Text shown
•••••
County looks to hire independent CPA to review auditor’s bookkeeping switch

McLean County Treasurer Rebecca McNeil addresses the McLean County Board’s Finance Committee Wednesday night. (Photo by Howard Packowitz/WJBC)


By Howard Packowitz

BLOOMINGTON – A dispute became public Wednesday night about a sudden change in bookkeeping practices of McLean County government finances.

The McLean County Board’s Finance Committee is recommending the full board allow County Administrator Camille Rodriguez to hire an independent Certified Public Accountant to review procedures carried out by County Auditor Michelle Anderson.

In a memo, Rodriguez said Anderson did not consult the county board before changing the government’s traditional method of booking revenues and expenses.

County Treasurer Rebecca McNeil told committee members the auditor is slow to send her invoices so the county can pay its bills.

“I encourage you to get an external opinion to come in, but more importantly to come in and look how the transactions have been reported,” McNeil said.

Anderson is believed to be out-of-state to undergo a medical procedure.

Board Chairman John McIntrye called Anderson’s action an arbitrary move coming at a crucial time when county leaders should be focused on preparing next year’s budget.
•••••
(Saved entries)
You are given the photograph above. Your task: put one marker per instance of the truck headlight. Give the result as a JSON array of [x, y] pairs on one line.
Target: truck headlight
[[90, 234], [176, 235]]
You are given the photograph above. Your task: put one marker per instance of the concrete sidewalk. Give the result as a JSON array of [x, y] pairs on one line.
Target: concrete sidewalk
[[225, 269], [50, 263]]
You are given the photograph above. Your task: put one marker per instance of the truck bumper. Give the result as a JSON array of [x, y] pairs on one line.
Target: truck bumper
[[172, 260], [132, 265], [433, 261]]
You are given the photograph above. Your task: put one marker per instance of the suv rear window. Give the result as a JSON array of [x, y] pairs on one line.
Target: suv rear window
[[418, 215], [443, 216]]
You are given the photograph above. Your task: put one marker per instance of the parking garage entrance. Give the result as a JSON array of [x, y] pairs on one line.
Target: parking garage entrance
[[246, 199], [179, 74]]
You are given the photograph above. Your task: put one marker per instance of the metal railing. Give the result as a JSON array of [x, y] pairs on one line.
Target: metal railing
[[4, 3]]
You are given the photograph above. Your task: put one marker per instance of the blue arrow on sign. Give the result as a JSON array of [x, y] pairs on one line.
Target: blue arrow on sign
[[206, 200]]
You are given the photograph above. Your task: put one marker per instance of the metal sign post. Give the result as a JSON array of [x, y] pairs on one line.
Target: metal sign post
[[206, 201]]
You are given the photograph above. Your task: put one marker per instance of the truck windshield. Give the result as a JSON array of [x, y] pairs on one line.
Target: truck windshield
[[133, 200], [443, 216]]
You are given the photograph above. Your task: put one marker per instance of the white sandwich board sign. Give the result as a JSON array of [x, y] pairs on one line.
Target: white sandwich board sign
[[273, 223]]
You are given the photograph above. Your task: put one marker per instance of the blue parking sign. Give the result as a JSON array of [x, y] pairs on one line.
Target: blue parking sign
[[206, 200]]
•••••
Task objective
Continue the news story about the McLean County auditor's bookkeeping change from the point where it stops.

Task result
“We’ve got to run this county, and we don’t have to take the time to do this when we’re trying to do budgets, and all the other things. That’s ridiculous for us to be doing that,” McIntyre said.

Finance Committee member Carlo Robustelli described the situation as “stunning.”

“I don’t know why we’re here at 7 o’clock at night during budget season, at the fourth quarter of a fiscal year dealing with this,” Robustelli said.

“I don’t know what to do,” he added.

Committee members want a legal opinion from State’s Attorney Don Knapp’s office whether the county board has the authority to direct Anderson, an elected official, to return to traditional bookkeeping practices.

Finance Chairman Jim Soeldner said the committee is only concerned that bill-paying and accounting practices continue to function “smoothly and efficiently.”